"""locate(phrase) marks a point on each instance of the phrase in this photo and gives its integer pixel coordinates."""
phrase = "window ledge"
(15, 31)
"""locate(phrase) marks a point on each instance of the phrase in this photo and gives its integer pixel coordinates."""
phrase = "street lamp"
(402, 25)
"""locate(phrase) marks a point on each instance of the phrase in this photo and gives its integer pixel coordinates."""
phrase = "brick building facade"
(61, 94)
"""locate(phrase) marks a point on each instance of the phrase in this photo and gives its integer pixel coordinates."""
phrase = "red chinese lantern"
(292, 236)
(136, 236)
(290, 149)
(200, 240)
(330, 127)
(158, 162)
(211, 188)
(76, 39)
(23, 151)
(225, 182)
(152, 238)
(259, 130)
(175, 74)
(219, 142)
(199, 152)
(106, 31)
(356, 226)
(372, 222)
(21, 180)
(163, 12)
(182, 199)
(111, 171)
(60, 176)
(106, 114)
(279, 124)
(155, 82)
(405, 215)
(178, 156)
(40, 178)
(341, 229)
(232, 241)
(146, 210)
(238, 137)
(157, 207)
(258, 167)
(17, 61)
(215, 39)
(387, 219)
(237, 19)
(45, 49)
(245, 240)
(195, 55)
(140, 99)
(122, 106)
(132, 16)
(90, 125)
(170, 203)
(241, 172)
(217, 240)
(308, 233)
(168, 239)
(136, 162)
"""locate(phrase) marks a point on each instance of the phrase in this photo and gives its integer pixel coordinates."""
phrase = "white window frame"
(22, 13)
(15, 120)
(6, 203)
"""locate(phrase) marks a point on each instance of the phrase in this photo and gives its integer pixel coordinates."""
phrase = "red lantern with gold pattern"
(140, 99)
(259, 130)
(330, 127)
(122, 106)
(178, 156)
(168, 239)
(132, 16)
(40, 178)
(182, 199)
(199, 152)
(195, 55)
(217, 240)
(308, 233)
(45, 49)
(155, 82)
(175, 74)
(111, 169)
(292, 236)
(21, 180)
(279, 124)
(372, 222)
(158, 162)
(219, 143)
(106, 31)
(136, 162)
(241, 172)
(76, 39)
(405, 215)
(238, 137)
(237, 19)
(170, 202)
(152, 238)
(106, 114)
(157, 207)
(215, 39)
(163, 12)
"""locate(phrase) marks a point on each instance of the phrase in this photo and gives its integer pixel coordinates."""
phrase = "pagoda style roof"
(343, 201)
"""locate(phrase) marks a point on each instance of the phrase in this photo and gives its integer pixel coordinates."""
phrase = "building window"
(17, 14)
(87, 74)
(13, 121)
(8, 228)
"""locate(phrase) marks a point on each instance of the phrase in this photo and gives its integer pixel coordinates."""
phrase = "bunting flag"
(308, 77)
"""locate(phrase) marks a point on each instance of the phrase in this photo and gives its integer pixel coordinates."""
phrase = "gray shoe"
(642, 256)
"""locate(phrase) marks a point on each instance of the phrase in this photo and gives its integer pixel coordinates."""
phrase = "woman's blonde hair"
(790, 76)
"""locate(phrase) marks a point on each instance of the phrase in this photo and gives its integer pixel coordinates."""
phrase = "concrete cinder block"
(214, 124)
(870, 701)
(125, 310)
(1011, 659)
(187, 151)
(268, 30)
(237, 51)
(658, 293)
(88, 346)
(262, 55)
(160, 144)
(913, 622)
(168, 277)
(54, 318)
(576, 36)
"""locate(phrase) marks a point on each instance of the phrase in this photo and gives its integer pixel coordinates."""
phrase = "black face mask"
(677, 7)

----------------------------------------

- [Written instruction]
Write the material out exactly, with nothing left out.

- [Task answer]
"""locate(phrase) marks a point on each instance of the phrase in this photo and gives its integer pixel coordinates."""
phrase = "window ledge"
(15, 31)
"""locate(phrase) marks a point on each instance of the phrase in this photo and gives its integer pixel coordinates."""
phrase = "street lamp"
(402, 25)
"""locate(phrase) marks a point on each instance of the phrase in this photo and gives its integer pixel coordinates."""
phrase = "brick building facade"
(61, 94)
"""locate(phrase) marks a point on each instance of the phrase in this photo and gives its integer pixel coordinates."""
phrase = "red chinese lantern"
(292, 236)
(136, 236)
(290, 149)
(200, 240)
(330, 127)
(158, 162)
(211, 188)
(76, 39)
(23, 151)
(225, 182)
(152, 238)
(259, 130)
(175, 74)
(219, 142)
(199, 152)
(106, 31)
(356, 226)
(372, 222)
(21, 180)
(163, 12)
(182, 199)
(111, 171)
(60, 176)
(106, 114)
(279, 124)
(155, 82)
(405, 215)
(178, 156)
(40, 178)
(341, 229)
(232, 241)
(146, 210)
(238, 137)
(157, 207)
(258, 167)
(17, 61)
(215, 39)
(387, 219)
(237, 19)
(45, 49)
(245, 240)
(195, 55)
(140, 99)
(122, 106)
(132, 16)
(90, 125)
(170, 203)
(241, 172)
(217, 240)
(308, 233)
(168, 239)
(136, 162)
"""locate(phrase) marks a point on each instance of the phrase in this photo and gives its integer pixel coordinates."""
phrase = "white window frame"
(22, 13)
(15, 120)
(6, 203)
"""locate(phrase) marks a point on each instance of the phrase in this photo and gives its integer pixel coordinates."""
phrase = "red lantern with gold pattern"
(140, 99)
(259, 130)
(330, 127)
(122, 106)
(178, 156)
(168, 239)
(132, 16)
(40, 178)
(182, 199)
(199, 152)
(195, 55)
(217, 240)
(308, 233)
(45, 49)
(155, 82)
(175, 74)
(111, 169)
(292, 236)
(21, 180)
(279, 124)
(372, 222)
(158, 162)
(219, 143)
(106, 31)
(136, 162)
(241, 172)
(76, 39)
(405, 215)
(238, 137)
(237, 19)
(170, 202)
(152, 238)
(106, 114)
(157, 207)
(215, 39)
(163, 12)
"""locate(phrase) marks a point on each instance of the phrase in this photo and gives its integer pixel coordinates."""
phrase = "pagoda style roof"
(343, 201)
"""locate(phrase) marks a point on each instance of the phrase in this photo and gives its integer pixel coordinates."""
phrase = "building window"
(17, 14)
(87, 74)
(13, 121)
(8, 228)
"""locate(phrase) marks a point on each instance of the phrase in this photo and gives its integer pixel coordinates."""
phrase = "bunting flag"
(308, 77)
"""locate(phrase) marks a point on each instance of the phrase in this photo and gives its integer pixel coordinates."""
phrase = "gray shoe"
(642, 256)
"""locate(phrase) marks a point on each instance of the phrase in this photo and gives its integer pixel coordinates."""
phrase = "woman's blonde hair"
(790, 76)
"""locate(phrase) marks a point on each instance of the phrase in this photo and gives its integer pixel coordinates."""
phrase = "concrete cinder block"
(214, 124)
(870, 701)
(125, 310)
(1011, 659)
(187, 151)
(268, 30)
(237, 51)
(658, 293)
(88, 346)
(262, 55)
(160, 144)
(913, 622)
(168, 277)
(54, 318)
(576, 36)
"""locate(phrase) marks a point on each instance of the phrase in this photo and gives its integer pixel coordinates."""
phrase = "black face mask"
(677, 7)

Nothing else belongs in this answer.